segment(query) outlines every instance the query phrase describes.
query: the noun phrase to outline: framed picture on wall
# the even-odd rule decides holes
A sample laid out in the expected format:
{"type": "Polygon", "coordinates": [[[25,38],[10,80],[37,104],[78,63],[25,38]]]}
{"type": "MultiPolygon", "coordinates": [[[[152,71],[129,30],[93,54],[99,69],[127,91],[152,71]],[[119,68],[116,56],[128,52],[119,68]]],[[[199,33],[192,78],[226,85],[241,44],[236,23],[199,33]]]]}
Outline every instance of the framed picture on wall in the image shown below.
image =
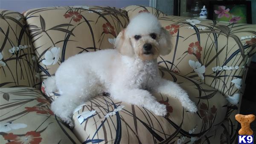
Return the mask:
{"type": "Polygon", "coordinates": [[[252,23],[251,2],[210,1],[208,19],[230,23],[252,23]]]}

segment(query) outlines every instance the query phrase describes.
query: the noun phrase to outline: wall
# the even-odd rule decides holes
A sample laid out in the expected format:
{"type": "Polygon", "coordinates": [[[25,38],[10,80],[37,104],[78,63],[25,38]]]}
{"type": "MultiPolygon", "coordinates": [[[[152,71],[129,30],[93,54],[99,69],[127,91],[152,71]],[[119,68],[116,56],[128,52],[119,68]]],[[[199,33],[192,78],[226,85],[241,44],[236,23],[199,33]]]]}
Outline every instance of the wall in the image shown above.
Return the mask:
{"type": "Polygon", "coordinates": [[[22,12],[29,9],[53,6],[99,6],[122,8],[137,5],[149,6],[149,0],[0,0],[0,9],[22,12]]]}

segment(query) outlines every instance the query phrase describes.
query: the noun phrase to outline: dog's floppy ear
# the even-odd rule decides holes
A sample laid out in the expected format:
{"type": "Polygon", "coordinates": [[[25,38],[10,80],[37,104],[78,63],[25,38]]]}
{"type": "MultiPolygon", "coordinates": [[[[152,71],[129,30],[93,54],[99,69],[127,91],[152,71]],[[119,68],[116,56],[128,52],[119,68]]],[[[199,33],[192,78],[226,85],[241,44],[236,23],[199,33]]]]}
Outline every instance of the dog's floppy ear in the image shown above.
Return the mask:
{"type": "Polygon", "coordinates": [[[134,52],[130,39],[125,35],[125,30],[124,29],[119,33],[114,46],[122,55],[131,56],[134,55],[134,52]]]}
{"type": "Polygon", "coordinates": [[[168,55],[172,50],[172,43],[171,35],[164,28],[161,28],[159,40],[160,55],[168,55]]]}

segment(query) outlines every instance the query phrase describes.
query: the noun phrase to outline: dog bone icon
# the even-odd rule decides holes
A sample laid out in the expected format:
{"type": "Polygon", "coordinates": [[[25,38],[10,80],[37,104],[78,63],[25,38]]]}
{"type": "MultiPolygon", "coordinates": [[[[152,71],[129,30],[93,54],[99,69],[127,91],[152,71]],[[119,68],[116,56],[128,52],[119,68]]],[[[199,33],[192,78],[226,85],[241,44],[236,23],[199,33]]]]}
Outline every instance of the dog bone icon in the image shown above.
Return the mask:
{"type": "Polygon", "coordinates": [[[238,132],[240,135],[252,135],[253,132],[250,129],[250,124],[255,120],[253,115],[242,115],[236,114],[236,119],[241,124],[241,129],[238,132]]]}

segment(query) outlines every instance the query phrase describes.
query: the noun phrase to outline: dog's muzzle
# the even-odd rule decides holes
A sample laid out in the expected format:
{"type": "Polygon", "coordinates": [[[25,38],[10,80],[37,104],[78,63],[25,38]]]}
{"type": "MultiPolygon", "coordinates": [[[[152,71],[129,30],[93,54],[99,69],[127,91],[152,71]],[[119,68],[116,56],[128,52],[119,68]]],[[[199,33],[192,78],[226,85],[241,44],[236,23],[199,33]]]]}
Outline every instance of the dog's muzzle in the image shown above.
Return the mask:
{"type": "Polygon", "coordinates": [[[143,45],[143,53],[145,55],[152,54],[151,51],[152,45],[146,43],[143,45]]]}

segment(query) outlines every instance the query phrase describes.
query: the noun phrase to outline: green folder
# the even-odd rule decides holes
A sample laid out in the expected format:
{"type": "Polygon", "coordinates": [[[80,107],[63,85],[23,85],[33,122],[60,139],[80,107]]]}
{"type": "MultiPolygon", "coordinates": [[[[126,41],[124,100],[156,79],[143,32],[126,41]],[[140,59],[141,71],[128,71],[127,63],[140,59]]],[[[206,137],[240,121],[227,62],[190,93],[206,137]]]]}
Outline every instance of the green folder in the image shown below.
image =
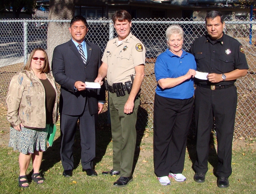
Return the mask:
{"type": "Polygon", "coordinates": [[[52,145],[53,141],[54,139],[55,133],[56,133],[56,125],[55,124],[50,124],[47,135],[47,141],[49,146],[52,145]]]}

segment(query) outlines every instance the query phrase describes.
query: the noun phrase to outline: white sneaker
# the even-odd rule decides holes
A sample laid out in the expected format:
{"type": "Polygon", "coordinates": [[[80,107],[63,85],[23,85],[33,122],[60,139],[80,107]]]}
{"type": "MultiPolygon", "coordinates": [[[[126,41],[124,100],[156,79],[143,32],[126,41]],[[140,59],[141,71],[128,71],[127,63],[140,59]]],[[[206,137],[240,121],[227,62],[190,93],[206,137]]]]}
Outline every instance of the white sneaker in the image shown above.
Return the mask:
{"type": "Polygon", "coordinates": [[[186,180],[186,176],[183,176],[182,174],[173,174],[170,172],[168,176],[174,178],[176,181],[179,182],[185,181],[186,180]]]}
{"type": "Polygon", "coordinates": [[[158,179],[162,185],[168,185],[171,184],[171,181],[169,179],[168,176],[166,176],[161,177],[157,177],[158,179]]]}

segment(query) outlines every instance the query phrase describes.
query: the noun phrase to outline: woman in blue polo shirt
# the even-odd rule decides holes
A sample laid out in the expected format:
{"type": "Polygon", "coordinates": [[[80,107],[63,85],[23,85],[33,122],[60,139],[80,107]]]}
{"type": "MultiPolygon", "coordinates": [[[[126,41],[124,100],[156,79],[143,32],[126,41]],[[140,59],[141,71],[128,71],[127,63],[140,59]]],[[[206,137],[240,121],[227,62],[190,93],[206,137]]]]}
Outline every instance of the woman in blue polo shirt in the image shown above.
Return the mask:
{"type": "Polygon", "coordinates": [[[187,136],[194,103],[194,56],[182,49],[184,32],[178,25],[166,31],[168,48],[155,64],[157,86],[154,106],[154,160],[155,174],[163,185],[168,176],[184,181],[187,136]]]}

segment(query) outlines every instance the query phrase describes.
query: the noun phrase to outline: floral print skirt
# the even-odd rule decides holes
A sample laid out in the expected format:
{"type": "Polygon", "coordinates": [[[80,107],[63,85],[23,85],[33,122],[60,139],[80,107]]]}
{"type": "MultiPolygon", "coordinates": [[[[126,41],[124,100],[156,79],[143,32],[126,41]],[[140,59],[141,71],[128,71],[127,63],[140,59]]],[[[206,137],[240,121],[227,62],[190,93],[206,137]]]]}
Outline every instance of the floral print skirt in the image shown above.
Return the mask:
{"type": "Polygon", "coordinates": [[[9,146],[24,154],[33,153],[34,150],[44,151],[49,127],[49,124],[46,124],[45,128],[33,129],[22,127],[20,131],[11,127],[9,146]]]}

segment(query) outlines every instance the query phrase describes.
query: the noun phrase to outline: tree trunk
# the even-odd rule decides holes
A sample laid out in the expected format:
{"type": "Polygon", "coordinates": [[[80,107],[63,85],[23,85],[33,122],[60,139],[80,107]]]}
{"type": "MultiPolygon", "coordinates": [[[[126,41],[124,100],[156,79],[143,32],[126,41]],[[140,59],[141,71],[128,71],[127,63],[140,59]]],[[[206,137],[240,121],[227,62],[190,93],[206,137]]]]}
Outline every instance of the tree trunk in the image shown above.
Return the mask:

EXERCISE DIRECTIONS: Using the records above, output their complete text exactly, minus any images.

EXERCISE RESPONSE:
segment(query) outlines every instance the query phrase describes.
query: the noun phrase to outline: framed picture on wall
# the even-odd rule decides holes
A sample laid out in the expected format:
{"type": "Polygon", "coordinates": [[[25,38],[10,80],[37,104],[78,63],[25,38]]]}
{"type": "MultiPolygon", "coordinates": [[[[152,71],[129,30],[93,54],[99,69],[127,91],[152,71]],[[119,68],[116,56],[128,52],[119,68]]],[[[199,33],[192,78],[226,85],[241,44],[236,23],[199,33]]]]}
Outline every instance of the framed picture on wall in the image shown below.
image =
Return the mask:
{"type": "Polygon", "coordinates": [[[252,23],[251,2],[210,1],[208,19],[230,23],[252,23]]]}

segment(query) outlines every instance the query phrase describes.
query: the noun phrase to outline: wall
# the even-odd rule decides holes
A sample laid out in the expected format:
{"type": "Polygon", "coordinates": [[[25,38],[10,80],[37,104],[78,63],[25,38]]]}
{"type": "MultiPolygon", "coordinates": [[[[152,71],[129,30],[93,54],[99,69],[127,91],[152,71]],[[119,68],[116,56],[128,52],[119,68]]],[[[199,33],[192,78],[226,85],[241,44],[236,23],[199,33]]]]}
Outline every instance of the wall in the image shown above.
Return the mask:
{"type": "Polygon", "coordinates": [[[22,12],[29,9],[53,6],[99,6],[122,8],[137,5],[149,6],[149,0],[0,0],[0,9],[22,12]]]}

segment(query) outlines every instance the query phrase describes.
query: the noun phrase to outline: dog's floppy ear
# the even-odd rule decides holes
A sample laid out in the expected format:
{"type": "Polygon", "coordinates": [[[25,38],[10,80],[37,104],[78,63],[25,38]]]}
{"type": "MultiPolygon", "coordinates": [[[[152,71],[129,30],[93,54],[99,69],[127,91],[152,71]],[[119,68],[116,56],[128,52],[119,68]]],[[[199,33],[192,78],[226,85],[241,44],[236,23],[199,33]]]]}
Outline every instance of the dog's floppy ear in the image shown above.
Return the mask:
{"type": "Polygon", "coordinates": [[[134,52],[130,39],[125,35],[125,30],[124,29],[119,33],[114,46],[122,55],[131,56],[134,55],[134,52]]]}
{"type": "Polygon", "coordinates": [[[168,55],[172,50],[172,43],[171,35],[164,28],[161,28],[159,40],[160,55],[168,55]]]}

segment(query) outlines every instance the query phrase describes.
query: the noun phrase to outline: dog bone icon
# the even-odd rule decides holes
A sample laid out in the expected format:
{"type": "Polygon", "coordinates": [[[25,38],[10,80],[37,104],[78,63],[25,38]]]}
{"type": "MultiPolygon", "coordinates": [[[[152,71],[129,30],[93,54],[99,69],[127,91],[152,71]],[[119,68],[116,56],[128,52],[119,68]]],[[[199,33],[192,78],[226,85],[241,44],[236,23],[199,33]]]]}
Outline every instance of the dog bone icon in the image shown above.
Return the mask:
{"type": "Polygon", "coordinates": [[[238,132],[240,135],[252,135],[253,132],[250,129],[250,124],[255,120],[253,115],[242,115],[236,114],[236,119],[241,124],[241,129],[238,132]]]}

segment(query) outlines every instance the query phrase describes.
query: the noun phrase to outline: dog's muzzle
# the even-odd rule decides holes
A sample laid out in the expected format:
{"type": "Polygon", "coordinates": [[[25,38],[10,80],[37,104],[78,63],[25,38]]]}
{"type": "MultiPolygon", "coordinates": [[[[152,71],[129,30],[93,54],[99,69],[127,91],[152,71]],[[119,68],[116,56],[128,52],[119,68]]],[[[199,33],[192,78],[226,85],[241,44],[236,23],[199,33]]]]}
Outline every instance of the dog's muzzle in the image shown above.
Return the mask:
{"type": "Polygon", "coordinates": [[[143,45],[143,53],[145,55],[152,54],[151,51],[152,45],[146,43],[143,45]]]}

segment(query) outlines every instance the query phrase describes.
query: the noun phrase to outline: green folder
# the even-odd rule decides holes
A sample laid out in the expected format:
{"type": "Polygon", "coordinates": [[[80,107],[63,85],[23,85],[33,122],[60,139],[80,107]]]}
{"type": "MultiPolygon", "coordinates": [[[[126,41],[124,100],[156,79],[143,32],[126,41]],[[140,59],[141,71],[128,71],[127,63],[140,59]]],[[[206,137],[240,121],[227,62],[190,93],[206,137]]]]}
Outline every instance of the green folder in the image shown below.
image =
Return the mask:
{"type": "Polygon", "coordinates": [[[52,145],[53,141],[54,139],[55,133],[56,133],[56,125],[55,124],[50,124],[47,135],[47,141],[49,146],[52,145]]]}

segment(query) outlines every instance the query phrase describes.
query: the noun phrase to outline: white sneaker
# the even-odd rule decides holes
A sample laid out in the expected format:
{"type": "Polygon", "coordinates": [[[80,107],[63,85],[23,85],[33,122],[60,139],[80,107]]]}
{"type": "MultiPolygon", "coordinates": [[[[126,41],[124,100],[156,79],[143,32],[126,41]],[[140,59],[141,71],[128,71],[127,63],[140,59]]],[[[206,137],[240,121],[227,62],[190,93],[206,137]]]]}
Outline every instance of the white sneaker in the image shown above.
Return the mask:
{"type": "Polygon", "coordinates": [[[186,180],[186,176],[183,176],[182,174],[173,174],[170,172],[168,176],[174,178],[176,181],[179,182],[185,181],[186,180]]]}
{"type": "Polygon", "coordinates": [[[158,179],[162,185],[168,185],[171,184],[171,181],[169,179],[168,176],[166,176],[161,177],[157,177],[158,179]]]}

segment(query) outlines every instance the query phrase describes.
query: the noun phrase to outline: woman in blue polo shirt
# the even-odd rule decides holes
A sample laid out in the expected format:
{"type": "Polygon", "coordinates": [[[80,107],[63,85],[23,85],[33,122],[60,139],[80,107]]]}
{"type": "MultiPolygon", "coordinates": [[[[126,41],[124,100],[156,79],[143,32],[126,41]],[[140,59],[141,71],[128,71],[127,63],[140,59]]],[[[206,137],[240,121],[227,62],[190,93],[206,137]]]]}
Outline every instance of the woman in blue polo shirt in the image shown above.
Return the mask:
{"type": "Polygon", "coordinates": [[[187,136],[194,103],[194,56],[182,49],[184,32],[178,25],[166,31],[168,48],[155,64],[157,86],[154,106],[154,160],[155,174],[163,185],[168,176],[184,181],[187,136]]]}

segment(query) outlines every instance the query phrase describes.
query: the noun phrase to outline: floral print skirt
# the even-odd rule decides holes
A sample laid out in the expected format:
{"type": "Polygon", "coordinates": [[[80,107],[63,85],[23,85],[33,122],[60,139],[80,107]]]}
{"type": "MultiPolygon", "coordinates": [[[[126,41],[124,100],[156,79],[143,32],[126,41]],[[140,59],[141,71],[128,71],[127,63],[140,59]]],[[[206,137],[240,121],[227,62],[190,93],[206,137]]]]}
Outline every instance of the floral print skirt in the image shown above.
Return the mask:
{"type": "Polygon", "coordinates": [[[9,146],[24,154],[33,153],[34,150],[44,151],[49,127],[49,124],[46,124],[45,128],[33,129],[22,127],[20,131],[11,127],[9,146]]]}

segment(query) outlines every instance the query phrase describes.
query: the noun phrase to outline: tree trunk
# the even-odd rule decides holes
A sample laid out in the expected format:
{"type": "Polygon", "coordinates": [[[80,107],[63,85],[23,85],[33,122],[60,139],[80,107]]]}
{"type": "MultiPolygon", "coordinates": [[[[126,41],[124,100],[156,79],[143,32],[126,41]],[[140,59],[141,71],[128,71],[127,63],[140,59]]],[[[206,137],[240,121],[227,62],[190,93],[206,137]]]]}
Outline every instance of the tree trunk in the image shown above.
Return the mask:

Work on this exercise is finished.